▸ **Stored dataset items**:
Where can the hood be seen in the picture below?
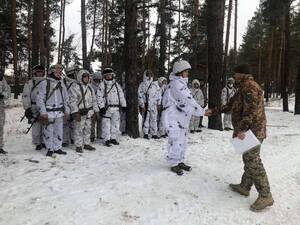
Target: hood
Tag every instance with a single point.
(161, 80)
(195, 81)
(146, 78)
(80, 74)
(173, 77)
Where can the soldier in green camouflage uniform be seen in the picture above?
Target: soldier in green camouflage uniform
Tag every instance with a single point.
(248, 113)
(4, 94)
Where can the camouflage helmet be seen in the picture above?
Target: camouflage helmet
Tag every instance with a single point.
(55, 68)
(97, 75)
(181, 66)
(37, 68)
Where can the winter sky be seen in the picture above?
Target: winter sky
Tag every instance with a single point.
(245, 12)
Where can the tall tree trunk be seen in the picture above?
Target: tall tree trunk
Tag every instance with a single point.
(235, 31)
(47, 36)
(132, 125)
(35, 34)
(29, 36)
(286, 61)
(194, 38)
(83, 33)
(14, 45)
(163, 39)
(94, 30)
(179, 28)
(63, 30)
(270, 64)
(227, 42)
(297, 92)
(215, 29)
(60, 32)
(42, 48)
(144, 30)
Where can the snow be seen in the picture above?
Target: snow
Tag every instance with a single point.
(131, 183)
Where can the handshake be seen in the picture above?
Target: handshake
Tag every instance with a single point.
(208, 112)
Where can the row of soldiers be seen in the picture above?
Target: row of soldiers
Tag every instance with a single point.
(80, 107)
(62, 110)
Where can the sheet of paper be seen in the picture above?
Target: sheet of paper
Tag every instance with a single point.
(242, 146)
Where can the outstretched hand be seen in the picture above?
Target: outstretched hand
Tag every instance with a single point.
(208, 112)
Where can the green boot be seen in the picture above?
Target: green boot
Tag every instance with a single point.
(239, 189)
(262, 202)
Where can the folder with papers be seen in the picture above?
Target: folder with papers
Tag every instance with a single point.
(249, 142)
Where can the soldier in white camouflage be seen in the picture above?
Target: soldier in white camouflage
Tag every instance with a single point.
(96, 121)
(4, 95)
(83, 105)
(110, 99)
(68, 132)
(30, 92)
(52, 103)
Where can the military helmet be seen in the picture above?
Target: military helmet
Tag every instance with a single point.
(181, 66)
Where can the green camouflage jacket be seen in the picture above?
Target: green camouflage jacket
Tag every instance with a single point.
(247, 108)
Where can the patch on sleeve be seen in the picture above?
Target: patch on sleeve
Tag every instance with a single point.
(249, 98)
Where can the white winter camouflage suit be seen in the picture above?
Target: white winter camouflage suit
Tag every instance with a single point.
(163, 88)
(68, 128)
(149, 93)
(179, 106)
(55, 106)
(96, 124)
(82, 97)
(5, 94)
(227, 94)
(199, 97)
(110, 96)
(30, 92)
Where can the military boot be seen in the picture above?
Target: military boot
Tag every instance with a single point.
(38, 147)
(185, 167)
(60, 152)
(177, 170)
(107, 143)
(114, 142)
(239, 189)
(262, 202)
(79, 149)
(2, 151)
(89, 147)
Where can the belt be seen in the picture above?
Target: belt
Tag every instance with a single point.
(60, 109)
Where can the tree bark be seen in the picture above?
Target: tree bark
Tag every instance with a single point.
(227, 42)
(83, 33)
(94, 31)
(215, 29)
(59, 60)
(14, 45)
(163, 39)
(235, 31)
(132, 128)
(29, 36)
(286, 61)
(297, 92)
(43, 57)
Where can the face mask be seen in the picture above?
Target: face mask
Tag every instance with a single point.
(109, 82)
(186, 80)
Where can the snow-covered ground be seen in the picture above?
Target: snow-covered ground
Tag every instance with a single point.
(131, 184)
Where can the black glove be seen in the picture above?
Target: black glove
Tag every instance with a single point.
(28, 114)
(102, 111)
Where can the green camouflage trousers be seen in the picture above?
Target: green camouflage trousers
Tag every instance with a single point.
(255, 173)
(2, 120)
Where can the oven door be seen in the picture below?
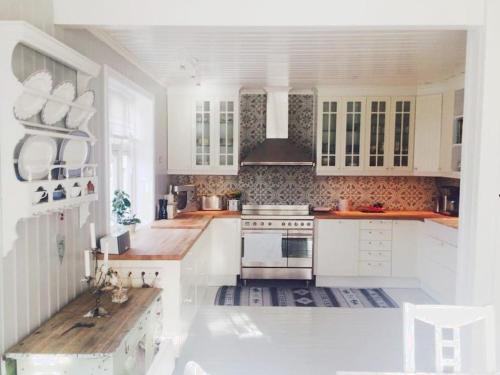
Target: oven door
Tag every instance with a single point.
(266, 248)
(300, 248)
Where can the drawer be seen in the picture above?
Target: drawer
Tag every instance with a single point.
(376, 224)
(375, 235)
(374, 268)
(375, 245)
(381, 256)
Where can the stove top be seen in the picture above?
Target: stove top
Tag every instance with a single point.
(275, 210)
(276, 217)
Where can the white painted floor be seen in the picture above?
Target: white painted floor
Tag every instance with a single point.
(300, 340)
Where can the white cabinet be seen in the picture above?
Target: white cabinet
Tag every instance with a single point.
(352, 133)
(365, 135)
(377, 129)
(225, 258)
(428, 135)
(337, 243)
(405, 248)
(203, 131)
(401, 135)
(437, 261)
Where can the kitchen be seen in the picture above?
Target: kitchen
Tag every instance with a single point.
(306, 160)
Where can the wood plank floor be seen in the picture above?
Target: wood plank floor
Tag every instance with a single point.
(300, 340)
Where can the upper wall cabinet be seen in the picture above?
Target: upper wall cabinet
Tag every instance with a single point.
(428, 135)
(203, 131)
(365, 135)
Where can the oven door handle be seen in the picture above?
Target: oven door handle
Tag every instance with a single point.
(282, 232)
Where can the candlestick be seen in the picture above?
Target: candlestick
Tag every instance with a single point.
(87, 263)
(93, 243)
(106, 256)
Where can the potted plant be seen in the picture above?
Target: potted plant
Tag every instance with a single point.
(121, 209)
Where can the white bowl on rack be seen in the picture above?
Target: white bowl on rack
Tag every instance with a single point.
(36, 89)
(55, 110)
(77, 114)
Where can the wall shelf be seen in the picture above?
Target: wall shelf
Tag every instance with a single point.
(20, 200)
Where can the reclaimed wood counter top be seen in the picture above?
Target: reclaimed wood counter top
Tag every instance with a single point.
(451, 222)
(59, 336)
(387, 215)
(170, 239)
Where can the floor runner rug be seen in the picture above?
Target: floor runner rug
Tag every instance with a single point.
(306, 297)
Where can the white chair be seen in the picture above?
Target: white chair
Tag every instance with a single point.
(192, 368)
(451, 318)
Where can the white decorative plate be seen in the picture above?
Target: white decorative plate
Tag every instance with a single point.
(53, 111)
(37, 154)
(75, 152)
(29, 104)
(76, 115)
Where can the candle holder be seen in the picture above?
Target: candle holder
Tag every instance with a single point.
(97, 287)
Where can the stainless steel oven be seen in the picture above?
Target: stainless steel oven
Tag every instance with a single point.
(277, 246)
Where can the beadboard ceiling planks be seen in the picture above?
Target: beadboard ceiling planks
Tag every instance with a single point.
(298, 57)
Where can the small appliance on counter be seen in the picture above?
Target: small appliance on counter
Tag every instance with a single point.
(117, 243)
(186, 198)
(448, 200)
(233, 200)
(212, 202)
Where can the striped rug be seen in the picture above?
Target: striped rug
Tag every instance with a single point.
(306, 297)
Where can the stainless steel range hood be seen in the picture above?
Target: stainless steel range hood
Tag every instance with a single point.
(277, 149)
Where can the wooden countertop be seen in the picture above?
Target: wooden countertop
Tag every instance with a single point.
(170, 239)
(55, 336)
(387, 215)
(451, 222)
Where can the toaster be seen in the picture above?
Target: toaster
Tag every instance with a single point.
(212, 202)
(117, 243)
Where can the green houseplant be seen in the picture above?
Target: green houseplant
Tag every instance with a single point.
(121, 209)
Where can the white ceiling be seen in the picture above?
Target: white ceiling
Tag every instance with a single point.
(297, 57)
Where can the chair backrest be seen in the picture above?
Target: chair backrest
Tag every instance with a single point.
(192, 368)
(448, 319)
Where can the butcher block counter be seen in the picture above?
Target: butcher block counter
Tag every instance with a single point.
(108, 345)
(387, 215)
(170, 239)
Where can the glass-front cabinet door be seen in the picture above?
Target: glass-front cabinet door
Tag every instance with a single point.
(226, 133)
(328, 133)
(352, 130)
(403, 119)
(377, 133)
(203, 130)
(216, 135)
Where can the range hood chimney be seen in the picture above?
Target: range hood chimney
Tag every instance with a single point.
(277, 149)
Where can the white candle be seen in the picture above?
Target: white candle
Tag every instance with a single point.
(87, 263)
(106, 257)
(92, 236)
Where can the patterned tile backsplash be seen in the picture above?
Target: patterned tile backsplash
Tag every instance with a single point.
(300, 185)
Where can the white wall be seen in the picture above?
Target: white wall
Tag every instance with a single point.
(96, 50)
(33, 282)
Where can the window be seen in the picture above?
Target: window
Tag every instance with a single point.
(130, 146)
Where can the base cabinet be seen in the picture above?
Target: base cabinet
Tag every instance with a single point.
(367, 253)
(437, 262)
(405, 237)
(225, 258)
(213, 260)
(337, 248)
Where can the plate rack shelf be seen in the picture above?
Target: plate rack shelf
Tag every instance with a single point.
(66, 186)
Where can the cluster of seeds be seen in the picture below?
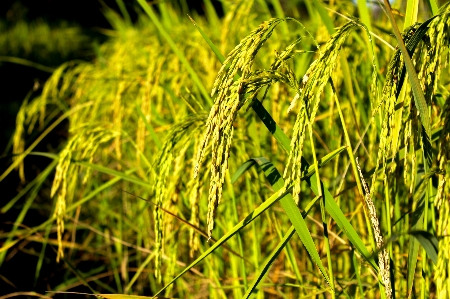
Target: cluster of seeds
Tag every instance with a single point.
(383, 255)
(173, 150)
(229, 99)
(82, 146)
(309, 95)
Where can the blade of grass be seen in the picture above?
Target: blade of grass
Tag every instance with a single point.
(419, 98)
(330, 205)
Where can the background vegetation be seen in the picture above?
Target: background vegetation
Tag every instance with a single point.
(157, 172)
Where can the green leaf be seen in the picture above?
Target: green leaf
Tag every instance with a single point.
(293, 212)
(419, 98)
(428, 241)
(330, 205)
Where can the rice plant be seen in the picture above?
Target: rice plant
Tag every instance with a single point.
(175, 189)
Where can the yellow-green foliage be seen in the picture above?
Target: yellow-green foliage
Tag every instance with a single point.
(138, 122)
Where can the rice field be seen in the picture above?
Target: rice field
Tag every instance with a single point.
(287, 149)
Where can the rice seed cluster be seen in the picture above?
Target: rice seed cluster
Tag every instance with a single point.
(229, 99)
(174, 149)
(309, 95)
(383, 255)
(136, 72)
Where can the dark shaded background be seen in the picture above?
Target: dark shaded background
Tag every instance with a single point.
(16, 81)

▸ **Task details**: Using the entries, return every line where the word "mask" can be found.

▸ **Written solution**:
Where can the face mask be seen in the picture above?
Target: face mask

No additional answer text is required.